+++ Material for this exercise

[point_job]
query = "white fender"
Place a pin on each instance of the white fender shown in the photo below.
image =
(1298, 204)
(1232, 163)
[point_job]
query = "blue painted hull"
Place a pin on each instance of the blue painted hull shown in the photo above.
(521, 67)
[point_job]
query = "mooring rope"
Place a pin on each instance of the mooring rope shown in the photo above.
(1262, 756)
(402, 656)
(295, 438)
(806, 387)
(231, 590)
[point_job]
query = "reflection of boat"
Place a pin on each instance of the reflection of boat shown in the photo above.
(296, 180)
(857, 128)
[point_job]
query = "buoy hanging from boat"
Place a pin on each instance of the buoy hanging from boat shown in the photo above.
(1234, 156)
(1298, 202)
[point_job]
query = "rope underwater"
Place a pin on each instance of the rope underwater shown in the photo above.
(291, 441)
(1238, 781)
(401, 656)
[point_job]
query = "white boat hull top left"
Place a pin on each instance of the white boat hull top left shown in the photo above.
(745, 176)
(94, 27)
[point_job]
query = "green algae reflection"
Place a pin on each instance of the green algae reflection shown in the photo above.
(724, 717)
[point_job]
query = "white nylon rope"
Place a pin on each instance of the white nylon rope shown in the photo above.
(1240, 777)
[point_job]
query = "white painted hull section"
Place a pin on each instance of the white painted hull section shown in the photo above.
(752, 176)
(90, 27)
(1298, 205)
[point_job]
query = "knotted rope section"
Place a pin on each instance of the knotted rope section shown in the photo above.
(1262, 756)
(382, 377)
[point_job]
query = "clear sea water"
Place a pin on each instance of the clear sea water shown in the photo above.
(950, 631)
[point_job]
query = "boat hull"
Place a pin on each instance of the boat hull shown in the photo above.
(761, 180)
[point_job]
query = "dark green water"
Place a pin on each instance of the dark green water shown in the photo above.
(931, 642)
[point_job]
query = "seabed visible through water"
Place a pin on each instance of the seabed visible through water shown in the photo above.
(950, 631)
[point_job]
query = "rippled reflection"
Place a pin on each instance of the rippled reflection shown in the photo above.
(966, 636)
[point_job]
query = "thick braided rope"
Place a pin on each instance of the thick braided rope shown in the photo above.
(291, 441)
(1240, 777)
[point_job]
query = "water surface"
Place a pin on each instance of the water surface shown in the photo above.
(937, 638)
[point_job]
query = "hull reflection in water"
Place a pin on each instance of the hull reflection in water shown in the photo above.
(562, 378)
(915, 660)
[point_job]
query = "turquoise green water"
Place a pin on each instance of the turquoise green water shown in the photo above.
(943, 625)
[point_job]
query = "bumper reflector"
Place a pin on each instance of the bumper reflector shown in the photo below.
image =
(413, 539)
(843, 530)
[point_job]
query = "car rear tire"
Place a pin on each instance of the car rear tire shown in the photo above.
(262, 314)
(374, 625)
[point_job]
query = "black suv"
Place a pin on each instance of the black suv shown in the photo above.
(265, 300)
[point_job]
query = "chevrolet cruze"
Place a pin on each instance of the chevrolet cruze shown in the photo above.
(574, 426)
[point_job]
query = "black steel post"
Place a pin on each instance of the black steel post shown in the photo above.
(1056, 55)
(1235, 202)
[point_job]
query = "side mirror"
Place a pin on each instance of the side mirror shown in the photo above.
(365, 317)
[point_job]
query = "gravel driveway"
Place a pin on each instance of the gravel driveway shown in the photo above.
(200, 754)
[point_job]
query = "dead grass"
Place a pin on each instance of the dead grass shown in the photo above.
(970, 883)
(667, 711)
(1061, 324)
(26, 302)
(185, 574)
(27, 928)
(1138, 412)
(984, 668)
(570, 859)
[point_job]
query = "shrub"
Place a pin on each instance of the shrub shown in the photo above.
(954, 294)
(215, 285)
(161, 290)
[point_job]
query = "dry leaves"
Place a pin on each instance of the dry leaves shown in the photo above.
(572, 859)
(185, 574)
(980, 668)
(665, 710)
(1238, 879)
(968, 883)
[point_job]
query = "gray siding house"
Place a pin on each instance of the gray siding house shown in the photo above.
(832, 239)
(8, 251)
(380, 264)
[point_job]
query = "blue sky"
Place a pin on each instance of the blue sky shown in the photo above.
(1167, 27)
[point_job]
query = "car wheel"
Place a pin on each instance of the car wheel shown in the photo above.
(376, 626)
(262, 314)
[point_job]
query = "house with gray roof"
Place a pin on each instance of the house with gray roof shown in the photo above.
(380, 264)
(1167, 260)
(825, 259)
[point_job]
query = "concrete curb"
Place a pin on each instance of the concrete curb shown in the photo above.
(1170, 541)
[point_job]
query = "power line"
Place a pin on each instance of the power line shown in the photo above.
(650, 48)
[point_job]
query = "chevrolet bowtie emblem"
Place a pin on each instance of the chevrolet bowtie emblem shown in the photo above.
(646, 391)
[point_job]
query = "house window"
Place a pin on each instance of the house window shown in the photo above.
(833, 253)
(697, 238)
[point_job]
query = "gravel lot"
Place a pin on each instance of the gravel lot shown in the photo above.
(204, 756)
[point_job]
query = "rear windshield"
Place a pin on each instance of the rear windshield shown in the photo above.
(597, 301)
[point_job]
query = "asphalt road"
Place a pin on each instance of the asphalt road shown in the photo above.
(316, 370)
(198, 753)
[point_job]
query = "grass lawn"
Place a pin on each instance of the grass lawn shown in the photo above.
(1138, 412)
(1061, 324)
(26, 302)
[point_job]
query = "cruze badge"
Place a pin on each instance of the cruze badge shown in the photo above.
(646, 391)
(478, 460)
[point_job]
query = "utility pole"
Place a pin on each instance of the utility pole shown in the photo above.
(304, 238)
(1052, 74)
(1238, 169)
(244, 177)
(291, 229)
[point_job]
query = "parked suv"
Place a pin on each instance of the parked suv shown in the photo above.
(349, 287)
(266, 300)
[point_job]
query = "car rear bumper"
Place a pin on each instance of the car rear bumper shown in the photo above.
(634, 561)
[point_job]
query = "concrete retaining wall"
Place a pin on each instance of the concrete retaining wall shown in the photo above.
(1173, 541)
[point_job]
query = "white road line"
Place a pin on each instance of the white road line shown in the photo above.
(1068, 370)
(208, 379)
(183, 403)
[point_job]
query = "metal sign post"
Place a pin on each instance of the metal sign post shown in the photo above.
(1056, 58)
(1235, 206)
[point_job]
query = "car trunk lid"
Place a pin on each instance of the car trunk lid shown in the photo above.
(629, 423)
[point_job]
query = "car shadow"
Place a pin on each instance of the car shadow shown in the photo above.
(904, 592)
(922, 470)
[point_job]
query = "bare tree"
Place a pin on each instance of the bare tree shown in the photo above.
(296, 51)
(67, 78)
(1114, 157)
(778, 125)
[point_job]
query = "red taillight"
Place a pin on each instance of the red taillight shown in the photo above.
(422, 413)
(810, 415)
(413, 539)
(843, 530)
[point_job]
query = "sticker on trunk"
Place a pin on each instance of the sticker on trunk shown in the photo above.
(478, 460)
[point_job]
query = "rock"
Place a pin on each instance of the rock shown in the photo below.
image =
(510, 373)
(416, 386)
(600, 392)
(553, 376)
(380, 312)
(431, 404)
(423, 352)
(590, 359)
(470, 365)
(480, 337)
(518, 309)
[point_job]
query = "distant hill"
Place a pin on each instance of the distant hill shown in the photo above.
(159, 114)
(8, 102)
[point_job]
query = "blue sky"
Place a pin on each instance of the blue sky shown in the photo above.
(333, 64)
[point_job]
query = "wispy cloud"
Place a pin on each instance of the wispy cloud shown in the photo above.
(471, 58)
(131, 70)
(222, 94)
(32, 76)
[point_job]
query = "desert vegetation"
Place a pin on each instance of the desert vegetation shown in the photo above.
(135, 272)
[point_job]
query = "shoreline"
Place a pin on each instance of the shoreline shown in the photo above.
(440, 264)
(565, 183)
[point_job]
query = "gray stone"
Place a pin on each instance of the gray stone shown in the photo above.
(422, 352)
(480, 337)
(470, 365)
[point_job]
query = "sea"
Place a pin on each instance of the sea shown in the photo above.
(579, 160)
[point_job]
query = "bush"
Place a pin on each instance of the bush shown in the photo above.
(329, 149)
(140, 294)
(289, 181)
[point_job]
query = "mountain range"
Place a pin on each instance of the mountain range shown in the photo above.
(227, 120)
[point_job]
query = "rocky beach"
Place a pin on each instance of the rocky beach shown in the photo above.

++++++

Pick out every line above that contains the word "underwater", copying each one in full. Treat uppercase and lowercase letters as different.

query = "rope underwater"
Place a pin on each instance of the rope underwater shown in the photo above.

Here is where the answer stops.